▶ _What you need to do_
Please reproduce the lines below word for word, starting with the line that contains "rear spoiler -> masks, each instance" and ending with the final line, both included.

▶ _Records for this task_
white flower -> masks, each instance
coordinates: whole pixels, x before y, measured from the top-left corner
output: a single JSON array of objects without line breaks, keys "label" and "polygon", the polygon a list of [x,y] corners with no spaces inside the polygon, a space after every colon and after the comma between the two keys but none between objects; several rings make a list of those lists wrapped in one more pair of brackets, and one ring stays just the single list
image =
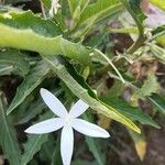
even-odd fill
[{"label": "white flower", "polygon": [[56,131],[61,128],[61,154],[64,165],[70,165],[73,150],[74,150],[74,131],[94,136],[94,138],[109,138],[109,133],[100,127],[89,123],[85,120],[78,119],[89,106],[82,100],[78,100],[69,112],[65,109],[62,102],[48,90],[41,89],[41,96],[47,107],[58,117],[34,124],[25,130],[26,133],[43,134]]},{"label": "white flower", "polygon": [[50,9],[50,15],[53,16],[57,13],[58,8],[61,8],[61,4],[58,2],[59,0],[52,0],[51,9]]}]

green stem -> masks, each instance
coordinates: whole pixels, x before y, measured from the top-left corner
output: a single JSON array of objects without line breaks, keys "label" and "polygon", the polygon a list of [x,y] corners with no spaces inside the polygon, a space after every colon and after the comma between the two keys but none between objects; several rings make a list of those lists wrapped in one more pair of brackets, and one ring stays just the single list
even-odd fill
[{"label": "green stem", "polygon": [[130,13],[130,15],[132,16],[132,19],[134,20],[138,30],[139,30],[139,37],[138,40],[134,42],[134,44],[127,51],[127,53],[129,54],[133,54],[135,51],[138,51],[146,41],[146,36],[144,35],[144,28],[143,24],[141,23],[141,21],[138,19],[138,16],[134,14],[134,12],[132,11],[130,4],[128,3],[128,0],[120,0],[122,2],[122,4],[124,6],[124,8],[127,9],[127,11]]}]

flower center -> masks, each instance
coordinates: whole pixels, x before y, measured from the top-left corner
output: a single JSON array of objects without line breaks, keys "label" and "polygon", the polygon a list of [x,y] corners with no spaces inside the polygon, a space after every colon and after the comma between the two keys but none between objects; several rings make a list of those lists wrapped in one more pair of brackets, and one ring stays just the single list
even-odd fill
[{"label": "flower center", "polygon": [[69,116],[69,114],[68,114],[68,116],[66,116],[65,121],[66,121],[66,123],[70,123],[72,118],[70,118],[70,116]]}]

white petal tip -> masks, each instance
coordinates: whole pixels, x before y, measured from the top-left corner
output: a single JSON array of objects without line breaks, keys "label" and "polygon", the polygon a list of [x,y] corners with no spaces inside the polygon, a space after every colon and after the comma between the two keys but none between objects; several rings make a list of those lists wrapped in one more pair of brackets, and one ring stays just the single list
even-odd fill
[{"label": "white petal tip", "polygon": [[105,133],[105,139],[108,139],[108,138],[110,138],[111,135],[107,132],[107,133]]},{"label": "white petal tip", "polygon": [[46,89],[44,89],[44,88],[41,88],[40,89],[40,94],[44,94],[44,92],[46,92],[47,90]]}]

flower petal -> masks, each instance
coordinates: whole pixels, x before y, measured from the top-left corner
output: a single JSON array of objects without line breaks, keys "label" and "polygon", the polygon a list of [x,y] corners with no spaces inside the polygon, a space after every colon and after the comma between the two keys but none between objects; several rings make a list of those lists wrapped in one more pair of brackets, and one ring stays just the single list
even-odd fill
[{"label": "flower petal", "polygon": [[89,108],[89,106],[84,102],[82,100],[78,100],[70,109],[69,114],[73,118],[77,118],[80,114],[82,114],[87,109]]},{"label": "flower petal", "polygon": [[64,120],[61,118],[53,118],[45,121],[42,121],[40,123],[36,123],[29,129],[26,129],[24,132],[26,133],[33,133],[33,134],[43,134],[43,133],[50,133],[53,131],[56,131],[64,127]]},{"label": "flower petal", "polygon": [[70,165],[74,151],[74,131],[69,124],[66,124],[62,130],[61,138],[61,154],[64,165]]},{"label": "flower petal", "polygon": [[89,136],[95,136],[95,138],[109,138],[110,136],[110,134],[105,129],[96,124],[89,123],[81,119],[73,119],[72,127],[76,131],[82,134],[89,135]]},{"label": "flower petal", "polygon": [[61,118],[64,118],[68,114],[63,103],[52,92],[43,88],[40,90],[40,92],[44,102],[55,114]]}]

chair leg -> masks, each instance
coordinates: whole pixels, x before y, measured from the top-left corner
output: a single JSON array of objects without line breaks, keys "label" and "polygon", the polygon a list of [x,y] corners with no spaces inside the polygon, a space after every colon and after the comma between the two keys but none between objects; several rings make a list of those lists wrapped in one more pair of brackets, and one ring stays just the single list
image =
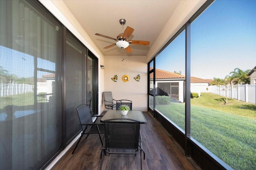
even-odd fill
[{"label": "chair leg", "polygon": [[[73,150],[73,152],[72,152],[72,154],[74,154],[74,152],[75,152],[75,150],[76,150],[76,148],[77,147],[77,146],[78,145],[78,143],[79,143],[79,142],[80,142],[80,140],[81,140],[81,139],[82,139],[82,138],[83,137],[83,136],[84,135],[84,134],[83,133],[82,133],[81,134],[81,136],[80,137],[80,138],[79,138],[79,140],[78,140],[78,141],[77,142],[77,143],[76,143],[76,147],[75,147],[75,148],[74,148],[74,150]],[[87,136],[86,137],[86,138],[88,137],[88,136]]]},{"label": "chair leg", "polygon": [[[103,161],[103,150],[104,149],[102,149],[101,150],[101,153],[100,153],[100,170],[101,170],[101,168],[102,168],[102,162]],[[104,152],[106,154],[106,152],[104,151]]]},{"label": "chair leg", "polygon": [[101,138],[101,136],[100,136],[100,133],[98,133],[99,136],[100,137],[100,142],[101,143],[101,146],[103,147],[103,142],[102,142],[102,139]]},{"label": "chair leg", "polygon": [[140,169],[141,170],[142,170],[142,162],[141,160],[141,150],[140,150]]}]

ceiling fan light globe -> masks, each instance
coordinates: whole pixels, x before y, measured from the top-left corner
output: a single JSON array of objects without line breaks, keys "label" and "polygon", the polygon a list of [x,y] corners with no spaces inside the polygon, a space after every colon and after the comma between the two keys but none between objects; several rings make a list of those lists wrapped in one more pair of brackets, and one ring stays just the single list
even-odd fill
[{"label": "ceiling fan light globe", "polygon": [[122,49],[126,49],[129,46],[129,43],[126,41],[119,41],[116,43],[117,47]]}]

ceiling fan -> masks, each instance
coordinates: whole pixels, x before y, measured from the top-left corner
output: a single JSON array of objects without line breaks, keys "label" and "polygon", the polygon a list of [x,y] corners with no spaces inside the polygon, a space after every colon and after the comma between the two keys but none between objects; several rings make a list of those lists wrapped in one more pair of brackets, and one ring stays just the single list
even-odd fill
[{"label": "ceiling fan", "polygon": [[125,49],[128,53],[131,53],[132,52],[132,50],[131,47],[129,47],[130,44],[141,45],[149,45],[149,41],[140,40],[128,40],[128,39],[132,34],[134,29],[129,26],[127,26],[126,29],[125,29],[125,30],[124,30],[124,25],[125,24],[125,22],[126,20],[124,19],[121,19],[119,20],[120,24],[122,25],[122,33],[118,35],[116,37],[116,39],[112,38],[106,35],[104,35],[98,33],[96,33],[95,34],[96,35],[113,39],[117,41],[114,44],[113,44],[104,47],[104,49],[107,49],[116,45],[117,47],[120,49]]}]

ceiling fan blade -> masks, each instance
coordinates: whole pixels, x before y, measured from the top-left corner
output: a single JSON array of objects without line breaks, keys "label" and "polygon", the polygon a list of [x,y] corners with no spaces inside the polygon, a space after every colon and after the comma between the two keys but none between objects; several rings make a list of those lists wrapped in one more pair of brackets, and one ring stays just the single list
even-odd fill
[{"label": "ceiling fan blade", "polygon": [[149,44],[150,43],[149,41],[146,41],[127,40],[127,41],[130,44],[135,45],[149,45]]},{"label": "ceiling fan blade", "polygon": [[103,48],[105,49],[109,49],[109,48],[110,48],[110,47],[114,47],[115,45],[116,45],[116,44],[112,44],[112,45],[109,45],[108,46],[106,47],[104,47]]},{"label": "ceiling fan blade", "polygon": [[128,53],[132,53],[132,50],[130,47],[128,46],[125,49]]},{"label": "ceiling fan blade", "polygon": [[99,34],[99,33],[96,33],[95,34],[95,35],[98,35],[98,36],[100,36],[100,37],[104,37],[104,38],[108,38],[109,39],[113,39],[113,40],[115,40],[115,41],[118,41],[118,40],[117,39],[116,39],[115,38],[112,38],[112,37],[108,37],[108,36],[100,34]]},{"label": "ceiling fan blade", "polygon": [[134,29],[128,26],[126,29],[124,30],[124,32],[123,34],[123,39],[124,39],[124,37],[126,38],[126,39],[128,39],[134,30]]}]

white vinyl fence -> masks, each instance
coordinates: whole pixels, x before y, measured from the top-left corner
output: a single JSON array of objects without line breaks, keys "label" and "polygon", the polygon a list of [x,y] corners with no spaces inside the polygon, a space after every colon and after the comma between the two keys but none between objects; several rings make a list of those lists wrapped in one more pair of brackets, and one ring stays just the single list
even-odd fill
[{"label": "white vinyl fence", "polygon": [[227,87],[225,86],[210,86],[209,92],[241,101],[256,104],[256,84],[238,84]]},{"label": "white vinyl fence", "polygon": [[0,97],[33,92],[34,85],[28,84],[0,84]]}]

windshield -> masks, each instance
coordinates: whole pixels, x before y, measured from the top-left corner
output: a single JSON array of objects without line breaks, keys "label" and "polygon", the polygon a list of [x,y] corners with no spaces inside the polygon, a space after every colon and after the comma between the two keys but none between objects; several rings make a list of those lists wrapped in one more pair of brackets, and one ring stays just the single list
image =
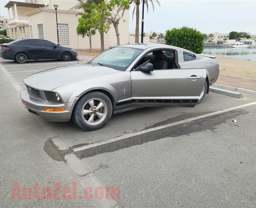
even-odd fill
[{"label": "windshield", "polygon": [[89,63],[98,64],[116,70],[125,71],[143,50],[125,47],[111,48]]}]

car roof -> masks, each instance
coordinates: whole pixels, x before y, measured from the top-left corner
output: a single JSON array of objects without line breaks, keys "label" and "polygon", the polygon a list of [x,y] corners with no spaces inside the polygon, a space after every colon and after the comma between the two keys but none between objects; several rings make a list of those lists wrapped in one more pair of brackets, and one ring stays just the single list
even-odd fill
[{"label": "car roof", "polygon": [[187,51],[188,52],[191,52],[188,50],[187,50],[185,49],[184,49],[184,48],[179,48],[179,47],[177,47],[175,46],[169,45],[166,45],[165,44],[157,44],[156,43],[131,44],[126,44],[125,45],[118,45],[115,47],[133,48],[138,48],[139,49],[141,49],[143,50],[145,50],[147,48],[154,46],[157,46],[157,47],[159,48],[170,48],[170,49],[173,49],[179,51],[182,50],[183,51]]}]

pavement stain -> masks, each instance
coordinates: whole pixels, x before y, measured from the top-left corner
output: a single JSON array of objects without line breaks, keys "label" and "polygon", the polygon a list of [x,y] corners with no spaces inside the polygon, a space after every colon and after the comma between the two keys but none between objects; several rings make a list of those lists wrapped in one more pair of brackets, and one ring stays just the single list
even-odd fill
[{"label": "pavement stain", "polygon": [[52,159],[60,162],[62,161],[66,163],[65,159],[65,155],[74,152],[72,148],[69,148],[65,150],[59,149],[59,147],[55,145],[52,140],[49,139],[44,143],[44,151]]},{"label": "pavement stain", "polygon": [[[76,154],[79,158],[82,159],[103,153],[113,152],[132,146],[140,145],[144,143],[163,138],[175,138],[183,135],[189,135],[192,133],[206,130],[214,130],[217,128],[216,126],[226,122],[227,120],[234,119],[238,116],[246,114],[248,113],[248,111],[243,109],[234,110],[188,122],[186,124],[187,124],[186,126],[184,126],[184,124],[173,126],[79,151],[76,152]],[[189,115],[190,116],[188,117],[191,117],[191,114]],[[198,116],[198,114],[197,114],[196,115]],[[168,121],[169,122],[171,121],[171,123],[173,123],[188,118],[184,117],[188,116],[181,116],[169,119],[166,121],[157,123],[151,126],[151,128],[152,128],[152,126],[157,126],[170,123],[167,123]],[[146,128],[148,128],[149,127]]]}]

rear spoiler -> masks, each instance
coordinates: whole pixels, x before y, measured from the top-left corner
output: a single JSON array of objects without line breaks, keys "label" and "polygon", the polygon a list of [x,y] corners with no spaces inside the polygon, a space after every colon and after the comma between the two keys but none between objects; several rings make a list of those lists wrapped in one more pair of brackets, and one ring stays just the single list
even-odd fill
[{"label": "rear spoiler", "polygon": [[200,55],[201,56],[204,56],[204,57],[208,57],[209,58],[211,58],[211,59],[216,59],[216,57],[215,57],[214,56],[212,56],[212,55],[207,55],[203,54],[202,55],[202,54],[200,54]]}]

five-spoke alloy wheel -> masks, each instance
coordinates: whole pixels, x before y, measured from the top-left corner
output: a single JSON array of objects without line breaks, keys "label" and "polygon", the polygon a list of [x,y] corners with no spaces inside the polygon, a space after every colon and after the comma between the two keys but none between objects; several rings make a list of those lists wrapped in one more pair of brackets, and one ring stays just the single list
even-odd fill
[{"label": "five-spoke alloy wheel", "polygon": [[61,59],[64,61],[69,61],[72,59],[71,54],[69,52],[66,52],[63,53],[61,56]]},{"label": "five-spoke alloy wheel", "polygon": [[19,64],[24,64],[28,61],[28,56],[24,53],[19,53],[15,57],[15,60]]},{"label": "five-spoke alloy wheel", "polygon": [[102,128],[112,114],[109,98],[100,92],[93,92],[82,96],[76,102],[72,115],[75,123],[86,131]]}]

▶ _Result for this task_
rear spoiler -> masks, each instance
coordinates: whole pixels, x before y, measured from the top-left corner
output: a single JSON array of objects without line breaks, keys "label" and "polygon", the polygon a list of [x,y] corners with no spaces inside the polygon, a space after every colon and after the comma between the two keys but none between objects; several rings make a list of those lists wrapped in one more pair of brackets, and one ring stays just the single list
even-odd fill
[{"label": "rear spoiler", "polygon": [[200,55],[201,56],[204,56],[204,57],[208,57],[209,58],[211,58],[211,59],[216,59],[216,57],[215,57],[214,56],[212,56],[212,55],[207,55],[203,54],[202,55],[202,54],[200,54]]}]

five-spoke alloy wheel -> masks, each instance
coordinates: whole pixels, x before y, measured from the top-left corner
output: a single JSON array of objects without line breaks, keys "label" and "polygon", the polygon a list of [x,y] corners with no spaces inside the polygon, a space after every colon and after the comma between the two keys but none between objects; several rings make a list of those lists wrapped in one more pair of brackets, and one ring stays just the single list
even-odd fill
[{"label": "five-spoke alloy wheel", "polygon": [[61,59],[64,61],[69,61],[72,59],[71,54],[69,52],[66,52],[63,53],[61,56]]},{"label": "five-spoke alloy wheel", "polygon": [[19,64],[24,64],[28,61],[28,56],[24,53],[19,53],[15,57],[15,60]]},{"label": "five-spoke alloy wheel", "polygon": [[102,128],[112,114],[109,98],[100,92],[93,92],[82,96],[76,102],[72,115],[75,123],[86,131]]}]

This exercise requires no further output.